Written instruction: Rewrite the rows below, replacing every occurrence of "Place a pin" with "Put a marker" and leaving everything else as it is.

Data records:
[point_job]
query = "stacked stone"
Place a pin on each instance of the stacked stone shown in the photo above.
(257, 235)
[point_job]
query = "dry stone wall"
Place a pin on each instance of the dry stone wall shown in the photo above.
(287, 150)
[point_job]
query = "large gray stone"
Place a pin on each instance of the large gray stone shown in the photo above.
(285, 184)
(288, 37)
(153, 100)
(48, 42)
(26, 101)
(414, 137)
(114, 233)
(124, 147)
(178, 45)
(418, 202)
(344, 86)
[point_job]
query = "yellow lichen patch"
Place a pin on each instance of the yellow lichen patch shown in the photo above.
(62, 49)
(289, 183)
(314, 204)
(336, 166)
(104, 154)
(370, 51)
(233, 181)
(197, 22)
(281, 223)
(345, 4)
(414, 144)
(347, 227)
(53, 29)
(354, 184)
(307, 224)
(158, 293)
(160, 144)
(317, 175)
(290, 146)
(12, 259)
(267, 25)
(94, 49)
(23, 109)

Solution below:
[point_job]
query = "stacked stone"
Put a marker on each instance of the stacked stone shown in the photo above.
(257, 235)
[point_job]
query = "dry stone wall"
Put a marker on each instance of the dry stone wall shown in the photo above.
(287, 150)
[point_job]
query = "large gray stone"
Put a marker on each instance of the large gray stone shown in the photo above.
(285, 184)
(288, 37)
(153, 100)
(48, 42)
(26, 101)
(414, 137)
(114, 233)
(124, 147)
(178, 45)
(418, 202)
(344, 86)
[point_job]
query = "yellow lichen patch"
Put a marker on each instance of the yellow lichen patch shown in the photo above.
(62, 49)
(289, 183)
(314, 204)
(336, 166)
(104, 154)
(370, 51)
(233, 181)
(197, 22)
(281, 223)
(345, 4)
(414, 144)
(347, 227)
(53, 29)
(354, 184)
(307, 224)
(158, 293)
(160, 144)
(317, 175)
(290, 146)
(12, 259)
(267, 25)
(94, 49)
(23, 109)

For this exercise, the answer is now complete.